FRAGEN ZUM MATERIAL:
A. Welche Bewertung erhält NOBODYTOLDME laut dem Textausschnitt über die Wechseljahre auf Trustpilot?
B. Greife den Textausschnitt über die Wechseljahre an seinem Ende auf und führe ihn weiter.

### TEXTAUSSCHNITT

Mit dem Begriff „Erfolg” bin ich ein bisschen vorsichtig. Das steckt immer gleich auch so ein Leistungsaspekt dahinter.
Die Wechseljahre werden ja individuell ganz unterschiedlich erlebt und so kommt jede Frau mit ihrem eigenen Thema. Die eine möchte die anstehende Ausschabung der Gebärmutter vermeiden und auf natürlichem Wege versuchen, die zu hohe Schleimhaut zu reduzieren und die andere möchte von diesen Sturzblutungen runterkommen. Wiederum eine andere hat eine Autoimmunkrankheit und die Schulmedizin konnte ihr nur bis hierhin helfen. Viele Frauen nervt auch der größer gewordene Bauchumfang oder insgesamt die Zunahme an Körpergewicht. Und andere wollen sich einfach gesünder ernähren, aber wissen bei all den Angeboten da draußen nicht, was denn jetzt wirklich gesund ist und was sie besser lassen sollten. Es kommen auch Frauen, denen es in der Gruppe leichter fällt, Gewohntes auszugeben, als alleine.
Ich bitte immer am Ende um Feedback zum Kurs. Mittlerweile haben sich auch 94 Frauen auf Trustpilot zu NOBODYTOLDME geäußert. Die meisten davon sind Teilnehmerinnen des Body Reset Kurses. Wir erhalten dort 4,9 von 5 Sternen, was mich natürlich riesig freut.
Was rätst Du Frauen, die merken dass sie doch schon vor ihrem 50sten Lebensjahr in den Wechseljahre (Perimenopause) sind und etwas unsicher sind was jetzt zu tun ist?

######
### BEREITGESTELLTE EINTRÄGE

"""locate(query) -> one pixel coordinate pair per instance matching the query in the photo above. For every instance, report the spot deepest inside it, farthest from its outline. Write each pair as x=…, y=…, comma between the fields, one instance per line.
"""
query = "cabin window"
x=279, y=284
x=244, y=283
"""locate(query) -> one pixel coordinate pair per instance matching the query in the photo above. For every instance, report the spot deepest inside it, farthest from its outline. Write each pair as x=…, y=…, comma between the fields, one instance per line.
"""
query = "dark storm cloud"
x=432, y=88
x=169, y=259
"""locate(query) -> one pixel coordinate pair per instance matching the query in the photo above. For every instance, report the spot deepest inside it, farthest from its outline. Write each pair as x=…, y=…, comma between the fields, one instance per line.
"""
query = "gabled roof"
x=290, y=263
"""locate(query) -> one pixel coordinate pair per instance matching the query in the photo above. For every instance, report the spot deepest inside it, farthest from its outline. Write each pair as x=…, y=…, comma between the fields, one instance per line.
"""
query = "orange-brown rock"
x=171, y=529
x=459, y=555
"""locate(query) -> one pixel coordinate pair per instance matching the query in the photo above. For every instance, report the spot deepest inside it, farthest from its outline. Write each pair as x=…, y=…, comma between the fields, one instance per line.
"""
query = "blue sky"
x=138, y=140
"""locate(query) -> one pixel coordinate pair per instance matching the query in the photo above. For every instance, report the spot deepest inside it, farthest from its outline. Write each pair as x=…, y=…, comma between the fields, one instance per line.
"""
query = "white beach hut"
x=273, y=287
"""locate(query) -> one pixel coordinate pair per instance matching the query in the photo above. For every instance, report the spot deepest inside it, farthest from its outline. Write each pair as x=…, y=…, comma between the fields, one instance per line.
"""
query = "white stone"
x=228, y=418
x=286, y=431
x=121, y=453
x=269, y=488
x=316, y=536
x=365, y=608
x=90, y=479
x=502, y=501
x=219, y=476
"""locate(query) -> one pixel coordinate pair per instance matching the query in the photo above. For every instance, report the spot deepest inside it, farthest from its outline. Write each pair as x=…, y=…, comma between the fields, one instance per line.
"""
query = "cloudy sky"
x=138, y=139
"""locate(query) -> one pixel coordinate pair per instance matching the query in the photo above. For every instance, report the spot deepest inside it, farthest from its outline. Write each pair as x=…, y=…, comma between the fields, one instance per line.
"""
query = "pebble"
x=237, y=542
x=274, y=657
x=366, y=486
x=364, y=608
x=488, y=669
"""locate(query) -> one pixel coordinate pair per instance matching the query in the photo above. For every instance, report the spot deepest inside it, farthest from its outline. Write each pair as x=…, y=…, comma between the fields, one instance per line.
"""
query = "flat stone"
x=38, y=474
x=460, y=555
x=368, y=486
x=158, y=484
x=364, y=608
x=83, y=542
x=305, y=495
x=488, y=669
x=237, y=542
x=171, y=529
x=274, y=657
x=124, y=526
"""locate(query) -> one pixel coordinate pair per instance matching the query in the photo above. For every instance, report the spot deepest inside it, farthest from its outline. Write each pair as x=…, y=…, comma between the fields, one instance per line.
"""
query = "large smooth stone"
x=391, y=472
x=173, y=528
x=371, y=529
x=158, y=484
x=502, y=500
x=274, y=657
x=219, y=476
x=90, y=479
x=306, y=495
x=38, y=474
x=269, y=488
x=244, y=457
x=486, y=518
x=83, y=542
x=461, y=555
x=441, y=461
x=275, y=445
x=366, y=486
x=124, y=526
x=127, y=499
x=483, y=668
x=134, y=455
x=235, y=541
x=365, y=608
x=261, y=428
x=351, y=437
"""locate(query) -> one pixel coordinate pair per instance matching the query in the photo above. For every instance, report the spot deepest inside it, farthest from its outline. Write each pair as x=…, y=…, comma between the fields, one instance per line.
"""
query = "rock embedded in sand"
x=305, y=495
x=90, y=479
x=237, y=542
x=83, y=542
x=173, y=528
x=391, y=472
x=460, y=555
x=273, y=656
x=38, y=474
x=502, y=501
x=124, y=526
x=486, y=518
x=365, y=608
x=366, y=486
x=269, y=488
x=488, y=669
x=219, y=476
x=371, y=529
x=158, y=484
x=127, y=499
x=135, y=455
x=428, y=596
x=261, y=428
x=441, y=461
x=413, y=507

######

ANTWORTEN NACH NUMMER:
A. 4,9 von 5 Sternen.

B.
Es sind ja fast alle Frauen schon vor dem 50. Geburtstag in der Perimenopause. Zum Glück haben nicht alle Beschwerden. Vor allem diejenigen mit einer Hormonspirale oder der Pille merken meist kaum etwas. Das ist jetzt aber keine Empfehlung für Progesteronderivate.
Ich wünsch mir für alle Frauen, dass sie keine Angst vor den Wechseljahren haben. Angst ist eine schlechte Beraterin. Ich wünsch mir für sie, dass sie gut aufgeklärt und sich selbst wertschätzend durch die Wechseljahre gehen. Daraus ergibt sich alles andere. Sie werden dann spätestens jetzt anfangen, Stress zu reduzieren, sich gesünder zu ernähren, sich regelmäßig zu bewegen und insgesamt achtsamer mit sich umzugehen. Ich wünsche ihnen auch, dass sie eine erfahrene Gesundheitsberaterin an ihrer Seite haben. Denn die wird die ein oder andere in den nächsten Jahren brauchen.
Und wenn es ihnen gut geht, dann brauchen sie außer der regelmäßigen Vorsorge nichts weiter zu tun. Die Wechseljahre sind ja keine Krankheit per se und ein Drittel von uns hat auch überhaupt keine gesundheitlichen Probleme damit.
„Ich wünsch mir für alle Frauen, dass sie keine Angst vor den Wechseljahren haben. Angst ist eine schlechte Beraterin. Ich wünsch mir für sie, dass sie gut aufgeklärt und sich selbst wertschätzend durch die Wechseljahre gehen.“
Was würdest Du heute Deinem 40jährigem Ich sagen?
Du kannst alles schaffen, wenn Du an dich glaubst.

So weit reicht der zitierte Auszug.